#### Problem
Reproduce every line of the items below verbatim, omitting the pictures from your output.

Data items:
· · ·

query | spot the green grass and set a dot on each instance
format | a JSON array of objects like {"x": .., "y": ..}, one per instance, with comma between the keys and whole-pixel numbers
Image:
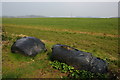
[{"x": 59, "y": 31}]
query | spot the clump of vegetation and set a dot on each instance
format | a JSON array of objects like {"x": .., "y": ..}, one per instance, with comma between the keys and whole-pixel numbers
[{"x": 81, "y": 74}]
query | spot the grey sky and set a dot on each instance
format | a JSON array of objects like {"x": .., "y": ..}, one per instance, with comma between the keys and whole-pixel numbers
[{"x": 98, "y": 9}]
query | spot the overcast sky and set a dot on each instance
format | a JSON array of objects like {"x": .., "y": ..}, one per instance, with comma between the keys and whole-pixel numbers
[{"x": 96, "y": 9}]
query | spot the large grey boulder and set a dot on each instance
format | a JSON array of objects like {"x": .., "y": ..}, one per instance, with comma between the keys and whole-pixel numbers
[
  {"x": 29, "y": 46},
  {"x": 78, "y": 59}
]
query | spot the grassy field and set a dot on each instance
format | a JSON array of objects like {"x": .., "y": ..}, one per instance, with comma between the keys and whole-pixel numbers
[{"x": 98, "y": 36}]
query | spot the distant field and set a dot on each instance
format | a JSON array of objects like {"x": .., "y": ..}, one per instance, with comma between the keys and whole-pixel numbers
[{"x": 98, "y": 36}]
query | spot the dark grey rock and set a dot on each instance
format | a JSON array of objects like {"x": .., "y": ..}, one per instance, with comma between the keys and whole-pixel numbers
[
  {"x": 78, "y": 59},
  {"x": 29, "y": 46}
]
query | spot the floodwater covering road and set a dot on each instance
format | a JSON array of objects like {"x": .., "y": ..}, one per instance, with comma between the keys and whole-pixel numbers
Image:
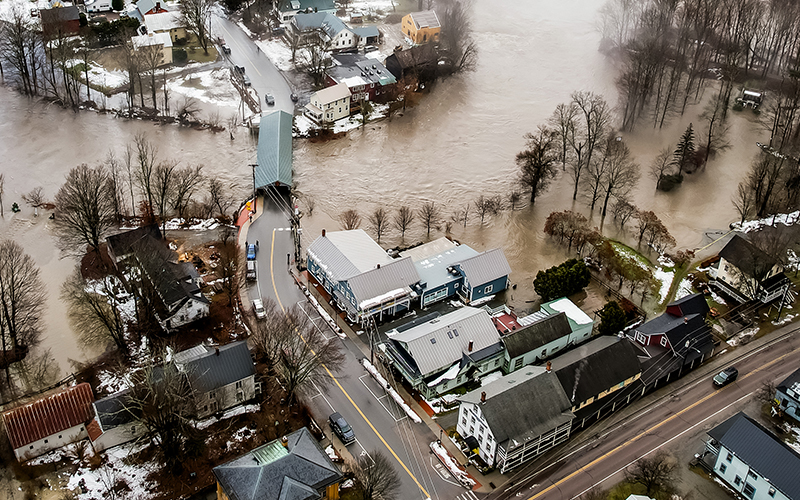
[{"x": 458, "y": 143}]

· · ·

#### Worked answer
query | spot the green grass and set a dot on each instance
format | a JSON array of objects like {"x": .., "y": ..}, one per instance, with comma between the keys and whole-pixel numbers
Image:
[{"x": 59, "y": 31}]
query | spot the clump of vegetation and set a dot on each instance
format | a JSON array of objects like {"x": .., "y": ..}, one per instance, with comma between the keys and whole-pixel numbers
[{"x": 81, "y": 74}]
query | spot the grey sky and set a dot on each instance
format | a JSON array of objects like {"x": .., "y": ..}, one per instance, with comma between the keys and whole-pixel numbers
[{"x": 98, "y": 9}]
query | spot the overcast sky and set a dot on each instance
format | a JSON array of objects like {"x": .., "y": ..}, one per instance, with comma between the keys and whole-pixel numbers
[{"x": 96, "y": 9}]
query | spot the large grey boulder and set a dot on each instance
format | a JSON array of objects like {"x": .., "y": ..}, one per instance, with comma between the keys and whole-pixel numbers
[
  {"x": 29, "y": 46},
  {"x": 78, "y": 59}
]
query | spot the grassy field and set a dot on each instance
format | a JSON array of objects like {"x": .., "y": ..}, one per instance, with comma between the keys and whole-pixel numbers
[{"x": 98, "y": 36}]
query | spot the distant field and set a dot on each instance
format | a JSON array of objects like {"x": .., "y": ..}, one per instance, with comma between the keys and whole-pixel numbers
[{"x": 98, "y": 36}]
query | spot the dark grey rock and set a dot on each instance
format | a JSON array of objects like {"x": .., "y": ..}, one per instance, with comma between the keys and whole-pixel numbers
[
  {"x": 78, "y": 59},
  {"x": 29, "y": 46}
]
query | spot the floodwater covering road and set a dot on each instance
format | a JSON array of objects like {"x": .., "y": ..}, one per instance, with comma between the keys and whole-pixel numbers
Image:
[{"x": 458, "y": 143}]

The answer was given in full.